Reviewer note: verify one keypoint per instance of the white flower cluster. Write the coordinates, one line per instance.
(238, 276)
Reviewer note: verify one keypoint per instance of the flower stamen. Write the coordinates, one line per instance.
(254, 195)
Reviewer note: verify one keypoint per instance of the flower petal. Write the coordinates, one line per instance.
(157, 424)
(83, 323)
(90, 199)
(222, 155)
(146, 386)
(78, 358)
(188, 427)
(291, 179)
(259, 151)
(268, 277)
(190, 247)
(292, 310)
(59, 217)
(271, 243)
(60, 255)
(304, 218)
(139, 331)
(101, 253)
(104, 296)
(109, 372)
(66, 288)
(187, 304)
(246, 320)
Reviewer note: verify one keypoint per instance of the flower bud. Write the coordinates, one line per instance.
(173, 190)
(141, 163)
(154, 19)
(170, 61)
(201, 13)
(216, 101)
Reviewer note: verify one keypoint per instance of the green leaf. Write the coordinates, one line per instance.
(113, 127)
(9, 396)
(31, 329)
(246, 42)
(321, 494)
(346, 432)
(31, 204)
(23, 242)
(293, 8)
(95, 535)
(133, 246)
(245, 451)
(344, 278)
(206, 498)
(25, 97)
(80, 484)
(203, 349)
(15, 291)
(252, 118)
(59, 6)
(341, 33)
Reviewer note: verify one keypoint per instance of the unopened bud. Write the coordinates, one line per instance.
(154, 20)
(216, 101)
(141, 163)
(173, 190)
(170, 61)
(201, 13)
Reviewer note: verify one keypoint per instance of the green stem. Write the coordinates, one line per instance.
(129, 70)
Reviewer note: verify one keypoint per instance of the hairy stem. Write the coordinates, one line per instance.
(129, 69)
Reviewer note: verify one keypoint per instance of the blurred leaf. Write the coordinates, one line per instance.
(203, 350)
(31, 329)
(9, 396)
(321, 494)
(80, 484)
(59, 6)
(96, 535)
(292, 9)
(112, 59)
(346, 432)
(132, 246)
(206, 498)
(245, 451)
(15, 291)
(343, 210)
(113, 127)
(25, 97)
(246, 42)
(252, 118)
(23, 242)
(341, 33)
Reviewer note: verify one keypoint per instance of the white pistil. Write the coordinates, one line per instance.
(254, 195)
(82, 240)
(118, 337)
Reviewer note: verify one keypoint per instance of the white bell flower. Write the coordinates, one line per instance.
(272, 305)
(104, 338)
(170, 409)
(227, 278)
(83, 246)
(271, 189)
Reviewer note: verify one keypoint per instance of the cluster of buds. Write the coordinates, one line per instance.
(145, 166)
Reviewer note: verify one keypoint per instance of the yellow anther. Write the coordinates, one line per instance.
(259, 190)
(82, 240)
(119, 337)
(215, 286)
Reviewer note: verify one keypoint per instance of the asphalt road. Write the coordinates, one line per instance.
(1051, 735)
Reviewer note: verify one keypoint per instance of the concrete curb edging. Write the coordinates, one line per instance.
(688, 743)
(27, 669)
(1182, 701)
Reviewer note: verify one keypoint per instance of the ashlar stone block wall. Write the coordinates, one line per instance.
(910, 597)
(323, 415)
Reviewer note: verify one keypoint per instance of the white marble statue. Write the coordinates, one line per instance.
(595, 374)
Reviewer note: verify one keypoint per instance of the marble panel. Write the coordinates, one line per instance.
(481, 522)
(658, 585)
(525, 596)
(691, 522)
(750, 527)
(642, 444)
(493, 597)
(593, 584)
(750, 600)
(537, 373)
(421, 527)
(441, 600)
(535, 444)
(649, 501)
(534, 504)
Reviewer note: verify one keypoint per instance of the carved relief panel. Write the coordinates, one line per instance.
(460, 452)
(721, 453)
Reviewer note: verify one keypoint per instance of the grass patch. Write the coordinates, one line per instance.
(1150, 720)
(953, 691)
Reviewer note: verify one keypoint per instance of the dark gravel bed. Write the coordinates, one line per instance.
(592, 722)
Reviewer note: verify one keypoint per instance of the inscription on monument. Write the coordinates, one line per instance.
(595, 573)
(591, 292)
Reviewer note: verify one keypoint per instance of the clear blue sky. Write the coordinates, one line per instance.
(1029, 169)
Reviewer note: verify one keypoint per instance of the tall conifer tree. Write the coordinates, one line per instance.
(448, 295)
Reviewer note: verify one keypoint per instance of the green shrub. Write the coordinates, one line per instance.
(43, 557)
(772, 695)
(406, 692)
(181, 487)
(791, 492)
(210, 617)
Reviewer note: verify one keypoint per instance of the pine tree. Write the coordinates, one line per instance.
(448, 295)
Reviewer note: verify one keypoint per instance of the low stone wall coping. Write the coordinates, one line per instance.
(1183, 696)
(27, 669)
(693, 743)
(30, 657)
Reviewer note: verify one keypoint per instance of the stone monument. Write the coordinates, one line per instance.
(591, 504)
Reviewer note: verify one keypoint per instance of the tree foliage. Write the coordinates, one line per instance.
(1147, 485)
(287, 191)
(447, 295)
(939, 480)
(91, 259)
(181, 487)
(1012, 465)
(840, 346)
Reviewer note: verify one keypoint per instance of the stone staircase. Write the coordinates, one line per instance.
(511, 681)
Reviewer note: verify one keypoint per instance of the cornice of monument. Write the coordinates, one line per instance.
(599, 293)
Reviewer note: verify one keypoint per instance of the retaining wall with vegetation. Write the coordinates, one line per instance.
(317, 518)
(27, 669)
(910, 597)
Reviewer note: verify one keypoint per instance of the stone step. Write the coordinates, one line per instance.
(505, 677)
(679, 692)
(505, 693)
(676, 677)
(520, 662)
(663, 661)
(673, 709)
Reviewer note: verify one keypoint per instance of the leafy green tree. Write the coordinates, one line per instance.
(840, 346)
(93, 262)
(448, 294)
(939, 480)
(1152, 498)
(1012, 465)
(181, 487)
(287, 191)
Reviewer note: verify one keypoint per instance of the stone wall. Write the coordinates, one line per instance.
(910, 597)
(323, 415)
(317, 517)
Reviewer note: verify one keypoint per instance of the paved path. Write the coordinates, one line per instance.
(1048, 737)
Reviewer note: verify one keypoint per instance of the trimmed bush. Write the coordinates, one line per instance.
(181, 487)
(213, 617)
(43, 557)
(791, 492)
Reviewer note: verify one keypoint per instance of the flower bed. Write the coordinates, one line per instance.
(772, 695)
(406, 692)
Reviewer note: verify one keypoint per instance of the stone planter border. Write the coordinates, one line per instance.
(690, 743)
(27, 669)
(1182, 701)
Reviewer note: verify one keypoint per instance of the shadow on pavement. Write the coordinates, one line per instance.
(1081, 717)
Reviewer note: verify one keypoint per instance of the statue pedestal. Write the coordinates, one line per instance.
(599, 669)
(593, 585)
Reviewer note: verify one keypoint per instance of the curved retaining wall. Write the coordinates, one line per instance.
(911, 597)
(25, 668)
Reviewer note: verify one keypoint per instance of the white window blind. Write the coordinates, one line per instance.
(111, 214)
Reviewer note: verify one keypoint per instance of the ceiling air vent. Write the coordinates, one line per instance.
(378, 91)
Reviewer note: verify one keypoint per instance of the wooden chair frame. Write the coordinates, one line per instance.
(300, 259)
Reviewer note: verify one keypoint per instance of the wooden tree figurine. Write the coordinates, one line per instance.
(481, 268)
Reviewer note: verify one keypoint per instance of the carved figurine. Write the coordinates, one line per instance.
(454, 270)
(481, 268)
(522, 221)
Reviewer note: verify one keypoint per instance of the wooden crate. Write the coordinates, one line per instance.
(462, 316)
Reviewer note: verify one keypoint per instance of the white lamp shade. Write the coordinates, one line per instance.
————————
GIVEN INSTRUCTION: Scale the material starting with the line that contains "Reviewer note: verify one keypoint per instance of the cluster" and going on through the line that contains "(1051, 735)". Repeat only those lines, reviewer notes included, and multiply every coordinate by 1.55, rounding to whole numbers with halves going up.

ANSWER TO THE TASK:
Reviewer note: verify one keypoint per instance of the cluster of buds. Write the coordinates, one line per instance.
(225, 257)
Reviewer note: verify one keypoint per instance of the yellow anther. Write the coordinates, one line per instance.
(401, 295)
(127, 372)
(184, 522)
(333, 443)
Reviewer note: verify one keypoint per instance of the asphalt road. Write the coordinates, one line per instance.
(1629, 1139)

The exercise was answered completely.